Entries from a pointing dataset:
----

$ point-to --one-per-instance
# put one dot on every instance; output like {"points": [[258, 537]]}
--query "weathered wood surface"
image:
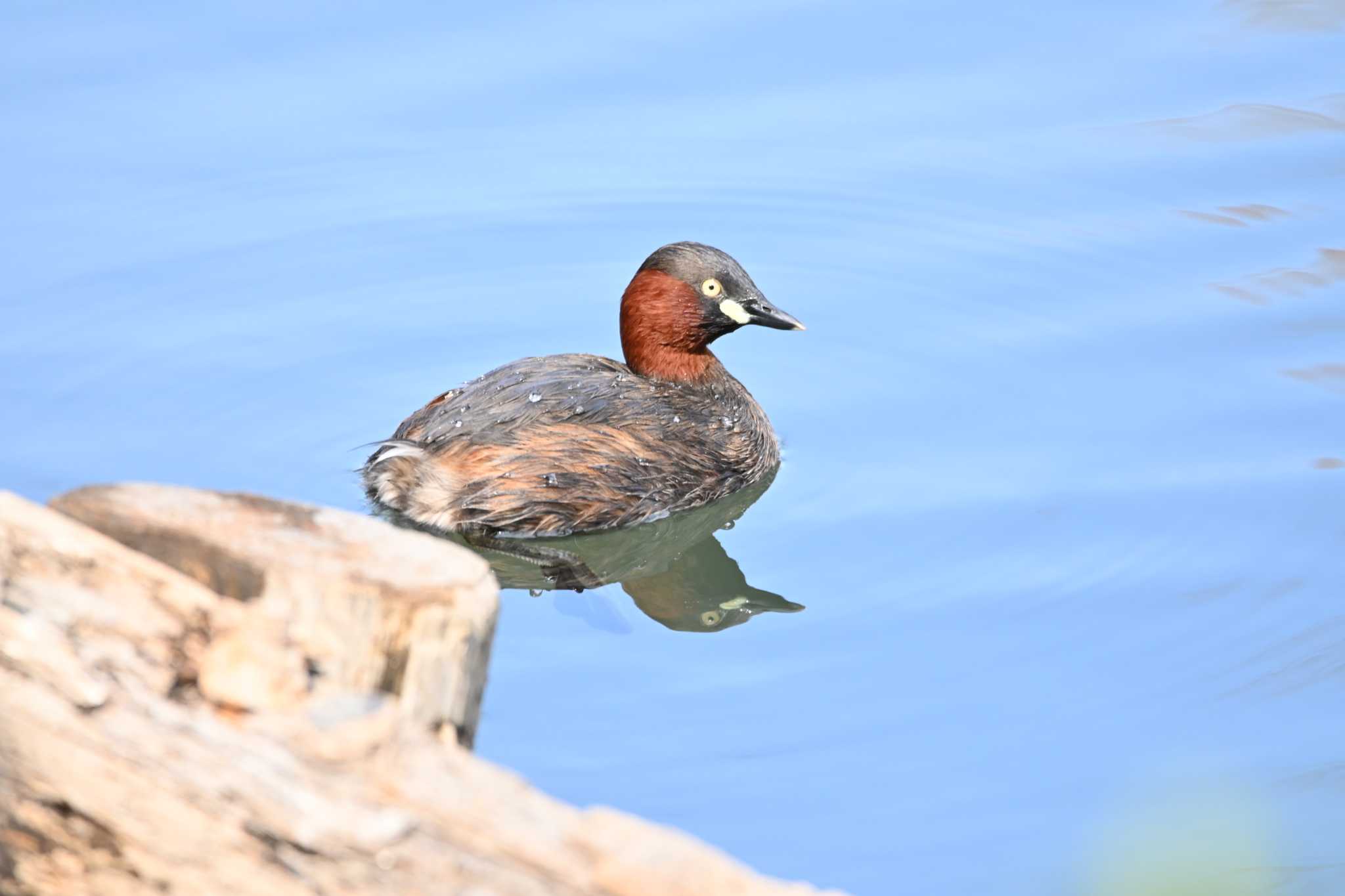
{"points": [[120, 774], [365, 606]]}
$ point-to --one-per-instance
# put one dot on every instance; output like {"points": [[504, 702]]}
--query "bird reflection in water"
{"points": [[674, 570]]}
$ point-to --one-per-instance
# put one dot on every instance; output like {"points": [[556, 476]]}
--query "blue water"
{"points": [[1061, 489]]}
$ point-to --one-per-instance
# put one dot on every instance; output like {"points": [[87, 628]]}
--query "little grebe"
{"points": [[577, 442]]}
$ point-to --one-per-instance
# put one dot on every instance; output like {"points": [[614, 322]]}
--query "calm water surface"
{"points": [[1061, 492]]}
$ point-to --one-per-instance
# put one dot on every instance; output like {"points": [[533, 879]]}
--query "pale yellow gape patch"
{"points": [[735, 312]]}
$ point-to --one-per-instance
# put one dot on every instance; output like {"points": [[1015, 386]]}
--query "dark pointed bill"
{"points": [[766, 314]]}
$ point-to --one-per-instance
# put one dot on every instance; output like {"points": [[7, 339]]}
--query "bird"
{"points": [[569, 444]]}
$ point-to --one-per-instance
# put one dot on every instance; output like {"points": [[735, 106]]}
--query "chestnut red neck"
{"points": [[662, 332]]}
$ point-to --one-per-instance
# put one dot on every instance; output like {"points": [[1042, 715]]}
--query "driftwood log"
{"points": [[232, 695]]}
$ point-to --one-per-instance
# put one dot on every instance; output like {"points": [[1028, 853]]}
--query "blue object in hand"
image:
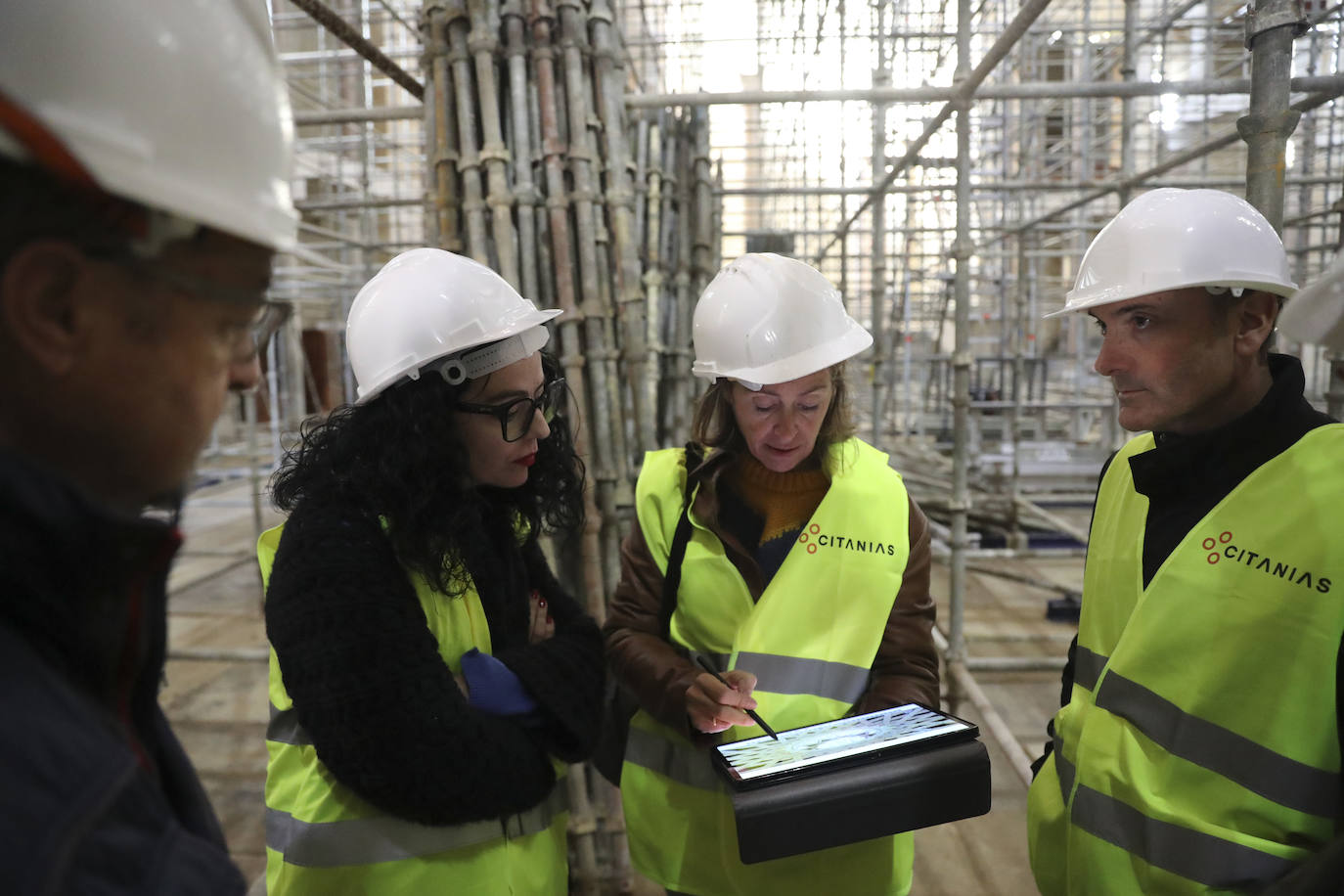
{"points": [[493, 687]]}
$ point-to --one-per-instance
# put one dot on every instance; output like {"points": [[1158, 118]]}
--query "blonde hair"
{"points": [[714, 426]]}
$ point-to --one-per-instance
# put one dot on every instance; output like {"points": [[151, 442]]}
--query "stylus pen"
{"points": [[704, 664]]}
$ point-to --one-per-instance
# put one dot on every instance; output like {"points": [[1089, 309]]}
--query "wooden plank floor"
{"points": [[218, 705]]}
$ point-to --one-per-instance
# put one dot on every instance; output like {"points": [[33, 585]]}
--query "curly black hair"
{"points": [[401, 458]]}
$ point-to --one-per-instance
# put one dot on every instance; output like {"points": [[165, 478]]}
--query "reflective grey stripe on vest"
{"points": [[284, 729], [678, 759], [1189, 853], [366, 841], [815, 677], [1088, 666], [1273, 776]]}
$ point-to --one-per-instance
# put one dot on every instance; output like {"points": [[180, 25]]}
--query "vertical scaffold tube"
{"points": [[607, 438], [468, 160], [482, 43], [524, 188], [620, 199]]}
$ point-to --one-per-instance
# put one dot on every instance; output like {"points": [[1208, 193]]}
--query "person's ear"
{"points": [[40, 304], [1254, 321]]}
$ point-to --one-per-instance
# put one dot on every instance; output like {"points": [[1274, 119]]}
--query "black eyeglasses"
{"points": [[270, 313], [516, 417]]}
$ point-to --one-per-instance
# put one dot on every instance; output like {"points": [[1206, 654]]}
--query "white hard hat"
{"points": [[768, 319], [1316, 312], [1171, 240], [428, 304], [179, 107]]}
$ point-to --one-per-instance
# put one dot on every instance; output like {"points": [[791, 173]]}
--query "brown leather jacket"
{"points": [[905, 669]]}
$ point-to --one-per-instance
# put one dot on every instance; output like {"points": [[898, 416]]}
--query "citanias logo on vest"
{"points": [[815, 538], [1224, 547]]}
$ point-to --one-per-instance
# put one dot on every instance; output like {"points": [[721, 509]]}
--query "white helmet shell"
{"points": [[1174, 238], [1316, 313], [768, 319], [179, 107], [428, 304]]}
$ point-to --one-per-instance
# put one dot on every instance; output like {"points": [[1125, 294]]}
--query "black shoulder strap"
{"points": [[672, 580]]}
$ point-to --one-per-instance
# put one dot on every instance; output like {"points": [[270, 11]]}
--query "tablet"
{"points": [[824, 745]]}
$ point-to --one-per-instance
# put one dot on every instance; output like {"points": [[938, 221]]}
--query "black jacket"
{"points": [[96, 792], [378, 700]]}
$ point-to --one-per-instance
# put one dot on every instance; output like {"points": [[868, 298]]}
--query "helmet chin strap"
{"points": [[491, 357], [747, 384]]}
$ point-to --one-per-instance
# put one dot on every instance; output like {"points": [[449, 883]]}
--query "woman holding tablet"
{"points": [[428, 677], [805, 579]]}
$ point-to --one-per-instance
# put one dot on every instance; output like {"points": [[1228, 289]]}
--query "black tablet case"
{"points": [[861, 802]]}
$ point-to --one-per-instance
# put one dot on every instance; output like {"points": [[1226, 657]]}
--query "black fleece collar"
{"points": [[1195, 464]]}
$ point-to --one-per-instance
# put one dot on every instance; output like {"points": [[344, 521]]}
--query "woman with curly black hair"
{"points": [[428, 677]]}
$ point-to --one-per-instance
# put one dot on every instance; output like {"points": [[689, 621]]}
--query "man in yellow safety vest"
{"points": [[1197, 748]]}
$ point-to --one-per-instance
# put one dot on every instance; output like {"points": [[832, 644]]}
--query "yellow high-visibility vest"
{"points": [[809, 640], [1199, 751], [323, 838]]}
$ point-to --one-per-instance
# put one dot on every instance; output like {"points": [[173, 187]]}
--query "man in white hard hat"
{"points": [[1197, 747], [144, 162]]}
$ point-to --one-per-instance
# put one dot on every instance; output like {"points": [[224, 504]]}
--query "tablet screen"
{"points": [[843, 738]]}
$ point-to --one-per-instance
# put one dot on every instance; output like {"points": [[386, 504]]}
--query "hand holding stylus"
{"points": [[718, 701]]}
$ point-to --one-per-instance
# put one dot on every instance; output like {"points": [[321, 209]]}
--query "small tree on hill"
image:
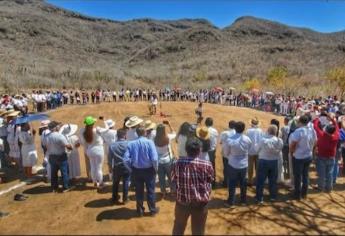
{"points": [[337, 77]]}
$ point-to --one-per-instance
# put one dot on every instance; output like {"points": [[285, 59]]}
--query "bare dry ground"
{"points": [[84, 211]]}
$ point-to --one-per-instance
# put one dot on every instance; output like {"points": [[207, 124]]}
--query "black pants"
{"points": [[198, 212], [212, 156]]}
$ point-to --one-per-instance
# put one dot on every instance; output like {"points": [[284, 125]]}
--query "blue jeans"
{"points": [[125, 185], [267, 169], [145, 177], [325, 173], [55, 166], [235, 176], [301, 174], [164, 170]]}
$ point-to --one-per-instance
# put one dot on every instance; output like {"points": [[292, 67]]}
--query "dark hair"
{"points": [[193, 147], [330, 129], [88, 133], [184, 129], [161, 138], [232, 124], [240, 127], [209, 122], [277, 123], [121, 133], [141, 131], [304, 120]]}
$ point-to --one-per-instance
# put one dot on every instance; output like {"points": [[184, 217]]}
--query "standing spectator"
{"points": [[302, 143], [223, 138], [56, 145], [28, 149], [255, 134], [165, 156], [269, 148], [327, 142], [238, 147], [213, 144], [141, 156], [120, 169], [193, 178]]}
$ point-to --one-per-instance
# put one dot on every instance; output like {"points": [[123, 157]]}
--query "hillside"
{"points": [[41, 44]]}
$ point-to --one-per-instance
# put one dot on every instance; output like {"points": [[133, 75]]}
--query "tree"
{"points": [[337, 77]]}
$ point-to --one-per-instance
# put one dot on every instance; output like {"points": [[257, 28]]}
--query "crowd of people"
{"points": [[313, 131]]}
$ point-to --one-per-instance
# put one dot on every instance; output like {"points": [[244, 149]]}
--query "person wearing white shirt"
{"points": [[269, 148], [302, 143], [223, 137], [237, 152], [213, 144], [255, 134]]}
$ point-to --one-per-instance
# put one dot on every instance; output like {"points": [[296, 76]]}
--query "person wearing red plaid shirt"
{"points": [[193, 177]]}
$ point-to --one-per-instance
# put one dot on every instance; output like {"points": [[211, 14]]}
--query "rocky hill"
{"points": [[43, 45]]}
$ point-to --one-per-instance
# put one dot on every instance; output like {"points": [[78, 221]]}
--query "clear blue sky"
{"points": [[321, 15]]}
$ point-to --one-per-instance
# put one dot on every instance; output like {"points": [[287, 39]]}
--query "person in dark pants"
{"points": [[56, 145], [302, 144], [213, 144], [193, 177], [142, 157], [238, 147], [119, 169]]}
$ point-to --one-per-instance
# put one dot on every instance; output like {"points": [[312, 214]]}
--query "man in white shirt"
{"points": [[223, 137], [213, 144], [238, 147], [255, 134], [302, 144]]}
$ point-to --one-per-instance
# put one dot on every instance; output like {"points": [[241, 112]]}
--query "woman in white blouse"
{"points": [[165, 157], [92, 141], [28, 149]]}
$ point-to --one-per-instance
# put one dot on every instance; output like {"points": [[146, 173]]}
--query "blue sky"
{"points": [[321, 15]]}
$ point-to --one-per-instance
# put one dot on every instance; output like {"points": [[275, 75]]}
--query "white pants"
{"points": [[96, 164]]}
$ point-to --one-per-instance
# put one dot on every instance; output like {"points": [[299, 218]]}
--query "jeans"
{"points": [[164, 170], [267, 169], [198, 212], [252, 165], [55, 166], [235, 176], [125, 185], [145, 177], [325, 173], [225, 171], [212, 156], [301, 174]]}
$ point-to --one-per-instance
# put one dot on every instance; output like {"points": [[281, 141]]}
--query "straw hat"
{"points": [[11, 113], [255, 121], [110, 123], [68, 129], [203, 133], [44, 123], [133, 121], [149, 125]]}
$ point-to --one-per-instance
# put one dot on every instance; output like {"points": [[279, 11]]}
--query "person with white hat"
{"points": [[43, 131], [28, 149], [69, 130]]}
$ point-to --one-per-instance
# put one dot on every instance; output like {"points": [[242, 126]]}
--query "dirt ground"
{"points": [[85, 211]]}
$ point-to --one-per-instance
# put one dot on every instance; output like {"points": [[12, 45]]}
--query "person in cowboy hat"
{"points": [[203, 134], [150, 128], [69, 130], [132, 123]]}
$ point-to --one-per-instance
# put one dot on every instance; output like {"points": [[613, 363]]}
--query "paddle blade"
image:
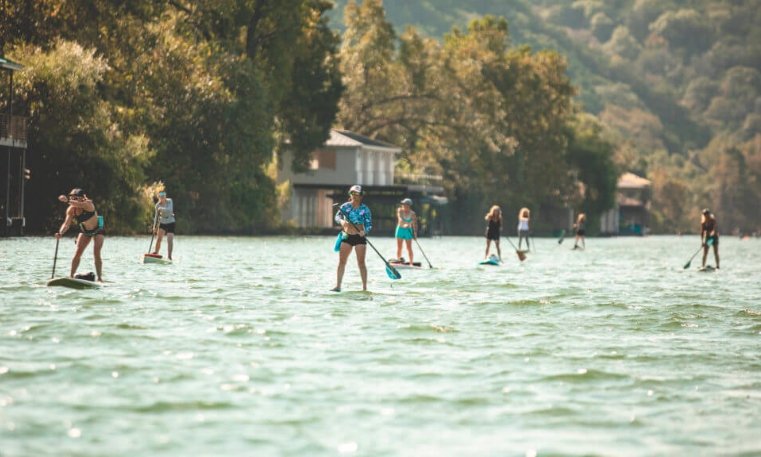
{"points": [[392, 272]]}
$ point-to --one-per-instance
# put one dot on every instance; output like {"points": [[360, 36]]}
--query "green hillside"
{"points": [[678, 84]]}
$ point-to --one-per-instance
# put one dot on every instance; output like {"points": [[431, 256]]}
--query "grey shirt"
{"points": [[166, 212]]}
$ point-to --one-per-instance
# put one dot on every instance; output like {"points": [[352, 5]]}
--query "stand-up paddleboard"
{"points": [[492, 260], [404, 265], [74, 283], [155, 258]]}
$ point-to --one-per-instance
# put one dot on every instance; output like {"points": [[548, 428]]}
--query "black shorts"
{"points": [[354, 240]]}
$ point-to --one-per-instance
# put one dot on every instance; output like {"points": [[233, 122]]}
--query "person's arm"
{"points": [[86, 205], [66, 223], [341, 217], [367, 223]]}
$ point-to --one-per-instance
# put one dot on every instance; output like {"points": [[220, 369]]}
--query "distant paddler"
{"points": [[523, 228], [406, 228], [355, 220], [82, 211], [493, 228], [580, 228], [709, 235], [166, 223]]}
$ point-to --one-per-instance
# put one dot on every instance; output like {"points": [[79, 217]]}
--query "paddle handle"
{"points": [[153, 230], [423, 252], [55, 257]]}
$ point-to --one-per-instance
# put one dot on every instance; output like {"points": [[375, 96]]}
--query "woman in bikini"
{"points": [[406, 228], [355, 219], [82, 211]]}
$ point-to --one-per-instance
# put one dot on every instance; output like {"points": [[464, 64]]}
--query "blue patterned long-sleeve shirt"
{"points": [[360, 215]]}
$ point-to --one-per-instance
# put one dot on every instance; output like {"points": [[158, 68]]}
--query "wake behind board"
{"points": [[155, 258], [74, 283], [492, 260]]}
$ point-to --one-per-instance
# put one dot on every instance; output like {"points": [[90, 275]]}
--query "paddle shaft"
{"points": [[423, 252], [55, 257], [687, 265], [153, 230], [388, 265]]}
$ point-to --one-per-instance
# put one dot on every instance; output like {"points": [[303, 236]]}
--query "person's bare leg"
{"points": [[343, 255], [169, 244], [159, 235], [96, 254], [361, 250], [705, 254], [82, 242], [716, 254], [409, 250]]}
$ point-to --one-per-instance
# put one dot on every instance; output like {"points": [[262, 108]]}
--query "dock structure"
{"points": [[13, 130]]}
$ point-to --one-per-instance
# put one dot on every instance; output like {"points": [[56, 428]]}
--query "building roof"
{"points": [[631, 181], [9, 65], [347, 138]]}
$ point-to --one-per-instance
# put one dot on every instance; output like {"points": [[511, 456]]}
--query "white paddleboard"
{"points": [[74, 283], [492, 260], [406, 266]]}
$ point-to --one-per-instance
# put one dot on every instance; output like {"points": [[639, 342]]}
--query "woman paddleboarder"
{"points": [[355, 220], [580, 227], [82, 210], [406, 228], [523, 230], [709, 235], [493, 228], [166, 221]]}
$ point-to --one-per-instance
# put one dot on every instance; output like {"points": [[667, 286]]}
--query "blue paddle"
{"points": [[708, 242], [392, 272]]}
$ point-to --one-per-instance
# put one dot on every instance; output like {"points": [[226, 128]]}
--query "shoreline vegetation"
{"points": [[201, 98]]}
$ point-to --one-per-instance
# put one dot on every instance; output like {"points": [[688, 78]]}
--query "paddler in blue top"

----

» What is being asked
How many lines above contain the string "yellow"? Reply with the number only.

» Solution to this exercise
3